Instruction A — Translate this sentence from the upgrade message below into Spanish: "The short answer is that we have been upgrading our infrastructure and software."

Extract —
◇ ◇ ◇

System Upgrades 2020 / 2021

A message from Paul Adler,
Power Diary’s CTO

I wanted to take a moment to give you a behind-the-scenes technology update at Power Diary.

You may have noticed a few brief periods of downtime recently, and for that I would like to apologise. Even though these outages have been less than 5 minutes duration, we understand they are disruptive to your business and can cause concern - especially when you don’t know the cause or the likely duration at the time. Hopefully, this message will go some way to explain what’s happening. Before we get to that though, I do want to reassure you that even in those situations, your data security is never at risk.

So why is this happening?

The short answer is that we have been upgrading our infrastructure and software. Like all technology, we need to keep up-to-date to ensure our system can keep ahead of future demands and changes in usage patterns. By that, I’m talking about more online bookings, telehealth, online forms, ever-increasing security standards, and the need to remain compatible with the various systems we integrate with and use within the system. 

Compatibility is really important. There is always the need to keep updating, otherwise, systems can fall behind and then one day when you need to install a new app or security update you can’t because the system doesn’t support it. This is the same with personal technology.

◇ ◇ ◇

Provided entries —
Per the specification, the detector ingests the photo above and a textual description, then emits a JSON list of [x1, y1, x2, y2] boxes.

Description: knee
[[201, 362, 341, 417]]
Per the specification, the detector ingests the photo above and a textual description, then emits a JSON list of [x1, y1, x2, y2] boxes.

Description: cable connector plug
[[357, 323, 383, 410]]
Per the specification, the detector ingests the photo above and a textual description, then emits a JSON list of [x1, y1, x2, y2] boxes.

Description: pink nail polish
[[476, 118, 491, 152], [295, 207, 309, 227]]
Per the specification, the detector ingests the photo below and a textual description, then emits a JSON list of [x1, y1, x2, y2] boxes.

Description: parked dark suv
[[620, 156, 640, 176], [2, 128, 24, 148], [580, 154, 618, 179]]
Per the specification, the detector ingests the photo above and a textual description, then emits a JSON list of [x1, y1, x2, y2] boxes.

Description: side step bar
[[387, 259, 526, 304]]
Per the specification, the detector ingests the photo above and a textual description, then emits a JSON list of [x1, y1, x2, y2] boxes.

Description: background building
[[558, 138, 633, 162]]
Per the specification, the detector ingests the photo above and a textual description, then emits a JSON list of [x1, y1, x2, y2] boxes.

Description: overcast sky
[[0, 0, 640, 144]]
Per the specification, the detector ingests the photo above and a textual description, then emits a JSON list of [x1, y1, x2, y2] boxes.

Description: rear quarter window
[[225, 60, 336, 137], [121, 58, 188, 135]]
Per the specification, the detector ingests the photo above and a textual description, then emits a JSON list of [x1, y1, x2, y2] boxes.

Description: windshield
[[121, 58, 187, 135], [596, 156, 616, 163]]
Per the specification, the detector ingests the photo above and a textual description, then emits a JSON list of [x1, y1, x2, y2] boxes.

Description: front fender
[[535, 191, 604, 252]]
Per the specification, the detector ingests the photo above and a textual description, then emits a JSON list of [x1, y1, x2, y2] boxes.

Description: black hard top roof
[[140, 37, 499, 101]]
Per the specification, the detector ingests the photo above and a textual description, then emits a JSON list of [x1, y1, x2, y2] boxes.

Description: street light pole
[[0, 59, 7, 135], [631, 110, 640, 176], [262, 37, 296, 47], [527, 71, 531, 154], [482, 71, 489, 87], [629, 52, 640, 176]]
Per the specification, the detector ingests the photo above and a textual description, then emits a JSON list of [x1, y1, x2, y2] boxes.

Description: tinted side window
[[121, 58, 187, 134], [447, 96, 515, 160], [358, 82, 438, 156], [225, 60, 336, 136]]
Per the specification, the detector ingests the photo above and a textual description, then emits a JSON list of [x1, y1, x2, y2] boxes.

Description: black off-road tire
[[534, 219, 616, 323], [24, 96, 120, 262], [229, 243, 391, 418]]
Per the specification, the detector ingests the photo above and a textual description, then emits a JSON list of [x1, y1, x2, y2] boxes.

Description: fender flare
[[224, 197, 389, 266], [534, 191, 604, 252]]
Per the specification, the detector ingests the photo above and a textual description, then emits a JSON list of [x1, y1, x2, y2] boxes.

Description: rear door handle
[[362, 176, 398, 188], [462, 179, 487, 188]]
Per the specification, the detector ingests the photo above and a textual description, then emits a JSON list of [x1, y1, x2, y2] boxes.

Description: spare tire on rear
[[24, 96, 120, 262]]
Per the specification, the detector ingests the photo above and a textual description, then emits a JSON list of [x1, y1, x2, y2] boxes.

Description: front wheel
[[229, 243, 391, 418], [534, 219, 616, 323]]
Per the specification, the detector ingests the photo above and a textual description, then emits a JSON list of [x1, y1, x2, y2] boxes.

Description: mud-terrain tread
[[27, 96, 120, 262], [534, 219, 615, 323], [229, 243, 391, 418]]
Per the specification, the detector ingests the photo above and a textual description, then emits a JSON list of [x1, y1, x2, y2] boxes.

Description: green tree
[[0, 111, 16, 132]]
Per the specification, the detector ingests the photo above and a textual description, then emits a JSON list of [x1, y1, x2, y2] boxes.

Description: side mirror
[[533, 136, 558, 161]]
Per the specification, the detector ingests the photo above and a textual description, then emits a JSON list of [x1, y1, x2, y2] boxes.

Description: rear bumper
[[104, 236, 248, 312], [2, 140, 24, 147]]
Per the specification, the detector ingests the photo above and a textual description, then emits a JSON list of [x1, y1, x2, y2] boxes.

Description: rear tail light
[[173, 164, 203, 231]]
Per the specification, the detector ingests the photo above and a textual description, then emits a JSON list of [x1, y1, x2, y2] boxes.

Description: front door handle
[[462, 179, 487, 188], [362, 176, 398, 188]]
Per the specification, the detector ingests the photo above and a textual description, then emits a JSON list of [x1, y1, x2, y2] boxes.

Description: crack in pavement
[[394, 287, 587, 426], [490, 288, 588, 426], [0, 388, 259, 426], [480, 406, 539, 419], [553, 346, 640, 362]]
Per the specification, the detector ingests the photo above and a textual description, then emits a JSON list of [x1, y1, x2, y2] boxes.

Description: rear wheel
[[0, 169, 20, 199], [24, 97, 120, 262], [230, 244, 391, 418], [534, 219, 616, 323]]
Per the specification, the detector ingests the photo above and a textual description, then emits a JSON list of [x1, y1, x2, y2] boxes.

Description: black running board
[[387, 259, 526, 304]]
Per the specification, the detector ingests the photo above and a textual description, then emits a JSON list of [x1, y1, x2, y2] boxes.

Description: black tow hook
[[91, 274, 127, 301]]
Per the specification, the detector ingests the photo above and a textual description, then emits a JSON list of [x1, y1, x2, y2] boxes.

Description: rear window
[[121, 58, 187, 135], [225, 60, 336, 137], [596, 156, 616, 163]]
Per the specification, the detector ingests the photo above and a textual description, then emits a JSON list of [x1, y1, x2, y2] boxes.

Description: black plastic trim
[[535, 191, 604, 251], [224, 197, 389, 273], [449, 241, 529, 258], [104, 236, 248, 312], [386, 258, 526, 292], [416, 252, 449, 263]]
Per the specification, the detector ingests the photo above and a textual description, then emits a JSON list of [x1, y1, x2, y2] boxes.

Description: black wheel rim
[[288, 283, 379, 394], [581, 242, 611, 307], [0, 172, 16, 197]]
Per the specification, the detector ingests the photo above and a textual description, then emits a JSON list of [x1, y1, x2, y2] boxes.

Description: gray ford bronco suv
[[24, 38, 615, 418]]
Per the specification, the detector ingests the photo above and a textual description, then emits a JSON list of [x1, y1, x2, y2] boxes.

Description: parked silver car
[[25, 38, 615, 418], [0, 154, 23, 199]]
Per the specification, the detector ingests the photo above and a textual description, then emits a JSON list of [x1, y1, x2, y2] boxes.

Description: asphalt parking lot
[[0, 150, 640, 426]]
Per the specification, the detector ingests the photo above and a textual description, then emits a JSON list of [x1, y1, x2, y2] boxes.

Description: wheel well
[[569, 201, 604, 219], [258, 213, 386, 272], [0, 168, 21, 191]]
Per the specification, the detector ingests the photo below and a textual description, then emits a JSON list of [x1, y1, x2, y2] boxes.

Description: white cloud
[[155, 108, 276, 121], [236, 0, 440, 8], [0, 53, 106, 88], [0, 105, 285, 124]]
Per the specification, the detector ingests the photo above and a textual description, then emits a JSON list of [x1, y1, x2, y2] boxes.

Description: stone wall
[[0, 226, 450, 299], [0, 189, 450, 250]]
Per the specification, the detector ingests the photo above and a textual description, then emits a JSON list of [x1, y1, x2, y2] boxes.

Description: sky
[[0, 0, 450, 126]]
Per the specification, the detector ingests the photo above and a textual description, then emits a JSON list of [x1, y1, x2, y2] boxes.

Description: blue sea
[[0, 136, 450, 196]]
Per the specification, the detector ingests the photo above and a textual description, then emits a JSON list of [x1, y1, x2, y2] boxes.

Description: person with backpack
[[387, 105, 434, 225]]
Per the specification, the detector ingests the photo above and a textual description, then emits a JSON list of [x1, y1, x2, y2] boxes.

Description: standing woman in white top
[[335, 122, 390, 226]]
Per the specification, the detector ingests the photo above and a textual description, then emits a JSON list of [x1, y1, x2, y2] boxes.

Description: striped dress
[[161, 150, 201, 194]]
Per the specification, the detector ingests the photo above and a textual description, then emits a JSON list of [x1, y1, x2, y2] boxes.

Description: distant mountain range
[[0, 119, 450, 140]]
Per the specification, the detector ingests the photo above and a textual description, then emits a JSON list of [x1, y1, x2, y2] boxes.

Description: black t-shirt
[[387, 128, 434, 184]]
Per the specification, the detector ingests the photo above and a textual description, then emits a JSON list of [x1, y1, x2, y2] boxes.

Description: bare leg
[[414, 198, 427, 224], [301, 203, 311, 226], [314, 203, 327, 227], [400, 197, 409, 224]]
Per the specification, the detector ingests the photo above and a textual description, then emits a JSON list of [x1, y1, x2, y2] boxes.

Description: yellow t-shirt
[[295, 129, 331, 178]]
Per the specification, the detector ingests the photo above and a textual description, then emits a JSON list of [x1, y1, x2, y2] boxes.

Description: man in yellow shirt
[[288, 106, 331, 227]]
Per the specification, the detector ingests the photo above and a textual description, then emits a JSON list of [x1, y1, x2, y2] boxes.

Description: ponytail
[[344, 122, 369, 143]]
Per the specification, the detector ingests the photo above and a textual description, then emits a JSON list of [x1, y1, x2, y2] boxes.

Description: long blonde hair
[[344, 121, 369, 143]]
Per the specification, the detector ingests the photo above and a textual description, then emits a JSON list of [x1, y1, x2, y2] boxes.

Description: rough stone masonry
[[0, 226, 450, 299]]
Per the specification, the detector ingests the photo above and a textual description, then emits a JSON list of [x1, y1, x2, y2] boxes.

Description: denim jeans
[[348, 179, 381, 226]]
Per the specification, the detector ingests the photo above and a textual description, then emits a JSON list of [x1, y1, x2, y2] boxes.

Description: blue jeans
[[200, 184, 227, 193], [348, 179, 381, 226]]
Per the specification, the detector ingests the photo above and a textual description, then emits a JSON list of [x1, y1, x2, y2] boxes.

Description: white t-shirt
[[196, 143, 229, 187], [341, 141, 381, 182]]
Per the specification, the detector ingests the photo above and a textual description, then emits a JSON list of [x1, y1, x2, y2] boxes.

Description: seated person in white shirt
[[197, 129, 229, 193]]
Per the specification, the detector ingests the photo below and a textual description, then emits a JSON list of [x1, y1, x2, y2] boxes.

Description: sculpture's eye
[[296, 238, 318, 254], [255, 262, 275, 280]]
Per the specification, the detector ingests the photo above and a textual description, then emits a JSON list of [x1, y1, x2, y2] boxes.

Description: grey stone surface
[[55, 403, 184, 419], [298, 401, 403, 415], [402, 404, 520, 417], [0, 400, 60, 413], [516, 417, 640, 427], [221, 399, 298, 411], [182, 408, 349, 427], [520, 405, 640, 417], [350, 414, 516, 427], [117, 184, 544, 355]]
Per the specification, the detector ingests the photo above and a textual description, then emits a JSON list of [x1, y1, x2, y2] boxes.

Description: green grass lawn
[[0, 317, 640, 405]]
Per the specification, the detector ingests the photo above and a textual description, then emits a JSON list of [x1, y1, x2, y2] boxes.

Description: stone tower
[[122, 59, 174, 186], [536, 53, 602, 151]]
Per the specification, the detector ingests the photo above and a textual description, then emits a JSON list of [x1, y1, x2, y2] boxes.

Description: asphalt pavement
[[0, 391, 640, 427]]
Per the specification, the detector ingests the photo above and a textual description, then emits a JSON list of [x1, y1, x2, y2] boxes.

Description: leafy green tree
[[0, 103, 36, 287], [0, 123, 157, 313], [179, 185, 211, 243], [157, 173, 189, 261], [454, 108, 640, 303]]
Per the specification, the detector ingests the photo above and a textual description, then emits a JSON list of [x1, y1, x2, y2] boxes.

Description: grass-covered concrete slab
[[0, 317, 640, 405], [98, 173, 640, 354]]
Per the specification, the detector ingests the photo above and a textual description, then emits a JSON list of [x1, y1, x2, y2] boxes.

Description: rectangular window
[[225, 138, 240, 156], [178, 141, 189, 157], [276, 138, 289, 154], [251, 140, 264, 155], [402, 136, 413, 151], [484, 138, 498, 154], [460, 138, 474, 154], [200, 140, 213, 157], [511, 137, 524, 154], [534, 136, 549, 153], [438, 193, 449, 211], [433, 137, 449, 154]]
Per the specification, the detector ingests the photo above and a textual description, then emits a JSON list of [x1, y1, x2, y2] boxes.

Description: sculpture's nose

◇ ◇ ◇

Instruction B — Pull out every line of the records above that contains the word "blue", matching case exactly.

Full solution A — La respuesta corta es que hemos estado actualizando nuestra infraestructura y nuestro software.

Full solution B —
Description: blue sea
Description: blue jeans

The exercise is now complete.